■ Source extract:
^^^^^^^^^^^^^^^^

A half-open plaster mold showing a pottery jug that was made with the slip casting technique.
This jug was made by pouring liquid clay into a plaster mold. Still from Skillshare Class Ceramic Slip Casting Technique.

3D Clay Printing

For absolute precision and control over the production of your pottery, you can use a special 3D printer that will create the perfect coil to shape your ceramic. When you try 3D clay printing, the consistency of your clay is important because it needs to easily pass through the pipes of the printer without being so wet that it gets really sticky. After it’s been printed you’ll smooth down the sides and wait for it to dry before glazing it and then firing it in a kiln. 

A 3D printer lays down layer upon layer of clay to build up a geometric vase shape that will need to be smoothed by hand when it’s finished.
This 3D printer uses the coiling technique to print out multiple layers of clay and build a pottery vase. Still from Skillshare Class Introduction to 3D Clay Printing.

Essential Pottery Tools

The most essential tool for pottery is the clay. Think about what you’re making and what properties it needs: if you’re making a mug, can you use earthenware clay and glaze it, or would stoneware be better? Will you be able to fire it in a kiln, or do you need special air-dry or oven-bake clay instead?

Once the material is sorted, you need to assemble your tools. Typical pottery tools you may need include:

  • A clean, flat, fabric-covered work surface
  • A ruler, a pen and a pencil to draw your template
  • A piece of cardboard to make your template
  • A pair of scissors to cut out your template
  • Ribs (or a spoon)
  • Tools to scratch the clay (or a fork)
  • A knife
  • A small bowl of water with a sponge
  • Something to elevate your project, like a turntable or a stack of books
  • A glaze and brush

Finishing With Pottery Glaze

One of the best ways to decorate your item is to apply pottery glaze. If you’ve used earthenware clay then this step will also make your pottery non-porous, which is essential if you’re going to make your own ceramic mug or bowls.

You’ll fire your pottery once to get to the bisqueware stage, after which you can sand it and wash it again. There are countless ways to glaze your pottery, but the process involves picking it up with a tong and dipping it into a glaze mixture. You need to let it dry to the touch between glazes—and don’t forget to prevent your pottery from sticking to the kiln and being ruined by wiping off the glaze from the bottom with a damp cloth.

^^^^^^^^^^^^^^^^

■ Records:
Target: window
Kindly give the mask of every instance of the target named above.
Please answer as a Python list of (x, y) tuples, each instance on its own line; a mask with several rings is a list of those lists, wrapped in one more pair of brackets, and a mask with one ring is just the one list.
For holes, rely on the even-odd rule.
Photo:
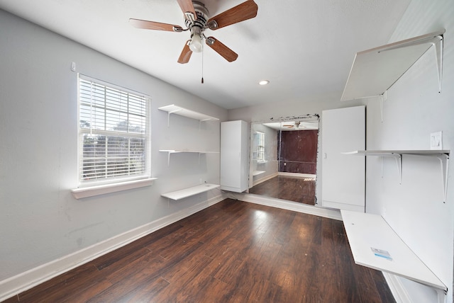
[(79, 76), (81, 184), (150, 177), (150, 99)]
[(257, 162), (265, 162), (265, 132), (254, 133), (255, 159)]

^^^^^^^^^^^^^^^^

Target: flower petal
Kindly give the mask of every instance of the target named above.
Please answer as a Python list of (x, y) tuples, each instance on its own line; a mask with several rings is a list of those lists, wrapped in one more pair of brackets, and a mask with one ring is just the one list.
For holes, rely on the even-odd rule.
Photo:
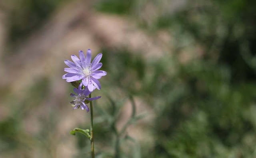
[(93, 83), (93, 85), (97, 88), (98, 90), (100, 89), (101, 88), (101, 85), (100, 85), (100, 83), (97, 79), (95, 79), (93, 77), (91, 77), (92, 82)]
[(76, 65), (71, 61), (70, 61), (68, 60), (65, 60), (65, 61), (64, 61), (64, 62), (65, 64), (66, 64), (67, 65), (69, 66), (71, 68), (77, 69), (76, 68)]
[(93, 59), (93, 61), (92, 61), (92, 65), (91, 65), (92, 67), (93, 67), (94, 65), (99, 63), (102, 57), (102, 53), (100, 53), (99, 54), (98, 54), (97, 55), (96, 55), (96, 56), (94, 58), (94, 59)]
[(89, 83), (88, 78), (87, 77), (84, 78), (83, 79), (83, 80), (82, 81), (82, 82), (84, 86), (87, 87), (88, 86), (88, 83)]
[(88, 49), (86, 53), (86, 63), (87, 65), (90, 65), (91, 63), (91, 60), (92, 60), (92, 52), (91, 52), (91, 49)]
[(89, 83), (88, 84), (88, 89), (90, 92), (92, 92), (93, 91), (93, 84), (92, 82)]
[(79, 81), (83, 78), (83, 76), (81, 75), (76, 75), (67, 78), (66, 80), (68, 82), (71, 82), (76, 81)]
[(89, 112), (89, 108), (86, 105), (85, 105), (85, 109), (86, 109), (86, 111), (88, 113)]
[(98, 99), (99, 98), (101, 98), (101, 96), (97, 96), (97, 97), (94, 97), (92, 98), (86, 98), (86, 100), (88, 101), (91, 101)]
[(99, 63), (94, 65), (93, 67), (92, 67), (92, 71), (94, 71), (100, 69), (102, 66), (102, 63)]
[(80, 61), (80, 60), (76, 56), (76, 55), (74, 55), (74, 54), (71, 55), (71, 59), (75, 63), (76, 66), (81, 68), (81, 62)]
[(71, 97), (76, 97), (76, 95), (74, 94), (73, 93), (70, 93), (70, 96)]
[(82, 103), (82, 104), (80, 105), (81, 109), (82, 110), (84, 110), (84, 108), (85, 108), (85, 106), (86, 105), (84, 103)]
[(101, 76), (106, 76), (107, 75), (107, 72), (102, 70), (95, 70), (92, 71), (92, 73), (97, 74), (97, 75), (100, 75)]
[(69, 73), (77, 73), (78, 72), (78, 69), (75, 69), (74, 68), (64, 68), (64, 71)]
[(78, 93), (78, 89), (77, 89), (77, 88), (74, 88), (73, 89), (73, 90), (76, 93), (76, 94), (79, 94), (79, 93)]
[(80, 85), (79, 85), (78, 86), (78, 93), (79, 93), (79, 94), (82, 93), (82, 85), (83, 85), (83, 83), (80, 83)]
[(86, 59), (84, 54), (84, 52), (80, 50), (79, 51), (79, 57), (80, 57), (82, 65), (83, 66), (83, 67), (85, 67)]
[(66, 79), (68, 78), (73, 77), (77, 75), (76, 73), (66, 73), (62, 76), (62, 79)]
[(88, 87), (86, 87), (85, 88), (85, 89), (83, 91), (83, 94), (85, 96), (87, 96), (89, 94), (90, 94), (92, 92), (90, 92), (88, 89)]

^^^^^^^^^^^^^^^^

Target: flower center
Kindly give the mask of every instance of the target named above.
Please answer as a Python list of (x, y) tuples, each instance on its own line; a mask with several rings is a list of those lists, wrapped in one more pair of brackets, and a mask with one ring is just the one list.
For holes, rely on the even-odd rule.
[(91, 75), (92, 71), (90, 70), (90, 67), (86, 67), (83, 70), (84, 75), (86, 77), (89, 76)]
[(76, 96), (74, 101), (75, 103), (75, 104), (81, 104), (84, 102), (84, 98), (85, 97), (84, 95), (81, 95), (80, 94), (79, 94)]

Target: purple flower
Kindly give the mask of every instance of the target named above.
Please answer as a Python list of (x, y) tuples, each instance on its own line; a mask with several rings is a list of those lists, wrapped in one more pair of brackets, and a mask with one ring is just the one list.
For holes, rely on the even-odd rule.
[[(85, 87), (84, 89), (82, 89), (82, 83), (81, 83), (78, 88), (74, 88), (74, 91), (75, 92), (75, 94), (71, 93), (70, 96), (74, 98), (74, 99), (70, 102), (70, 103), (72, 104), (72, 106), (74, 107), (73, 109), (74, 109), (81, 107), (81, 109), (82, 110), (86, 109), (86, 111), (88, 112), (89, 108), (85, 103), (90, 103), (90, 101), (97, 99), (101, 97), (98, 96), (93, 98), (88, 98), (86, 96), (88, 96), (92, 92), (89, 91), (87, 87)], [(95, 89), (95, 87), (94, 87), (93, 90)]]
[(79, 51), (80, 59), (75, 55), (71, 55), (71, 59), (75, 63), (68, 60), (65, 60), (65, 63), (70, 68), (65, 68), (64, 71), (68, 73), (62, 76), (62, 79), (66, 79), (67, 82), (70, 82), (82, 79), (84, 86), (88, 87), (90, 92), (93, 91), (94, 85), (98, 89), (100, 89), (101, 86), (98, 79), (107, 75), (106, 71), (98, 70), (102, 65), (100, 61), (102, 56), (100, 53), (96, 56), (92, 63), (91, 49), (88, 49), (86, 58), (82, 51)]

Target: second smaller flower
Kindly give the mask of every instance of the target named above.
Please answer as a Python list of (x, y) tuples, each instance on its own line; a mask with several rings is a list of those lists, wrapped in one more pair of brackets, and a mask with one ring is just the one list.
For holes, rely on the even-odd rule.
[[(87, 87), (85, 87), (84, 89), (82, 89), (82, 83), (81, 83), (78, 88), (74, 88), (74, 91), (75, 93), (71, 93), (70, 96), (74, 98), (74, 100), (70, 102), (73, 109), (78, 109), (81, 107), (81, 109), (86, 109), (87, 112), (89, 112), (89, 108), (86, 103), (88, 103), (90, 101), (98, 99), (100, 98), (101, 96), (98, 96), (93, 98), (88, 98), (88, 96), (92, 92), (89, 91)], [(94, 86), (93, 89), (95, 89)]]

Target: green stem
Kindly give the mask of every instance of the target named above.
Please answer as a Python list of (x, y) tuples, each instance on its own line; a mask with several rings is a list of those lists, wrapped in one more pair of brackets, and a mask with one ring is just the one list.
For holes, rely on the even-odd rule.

^^^^^^^^^^^^^^^^

■ Exercise requirements:
1. Write out the stretch of the pottery excerpt from "Finishing With Pottery" through "a damp cloth.".
2. What does the pottery excerpt call the most essential tool for pottery?
3. Can you sum up the pottery excerpt in two sentences?
The records are material separate from the pottery excerpt.

■ Responses:
1.
Finishing With Pottery Glaze

One of the best ways to decorate your item is to apply pottery glaze. If you’ve used earthenware clay then this step will also make your pottery non-porous, which is essential if you’re going to make your own ceramic mug or bowls.

You’ll fire your pottery once to get to the bisqueware stage, after which you can sand it and wash it again. There are countless ways to glaze your pottery, but the process involves picking it up with a tong and dipping it into a glaze mixture. You need to let it dry to the touch between glazes—and don’t forget to prevent your pottery from sticking to the kiln and being ruined by wiping off the glaze from the bottom with a damp cloth.

2. The clay.

3. 3D clay printing uses a special printer to build up coiled layers of clay, which are then smoothed, dried, glazed and fired in a kiln. The clay and a set of basic tools are essential for pottery, and glazing both decorates a piece and makes earthenware non-porous, with the item fired once to the bisqueware stage before it is dipped in glaze.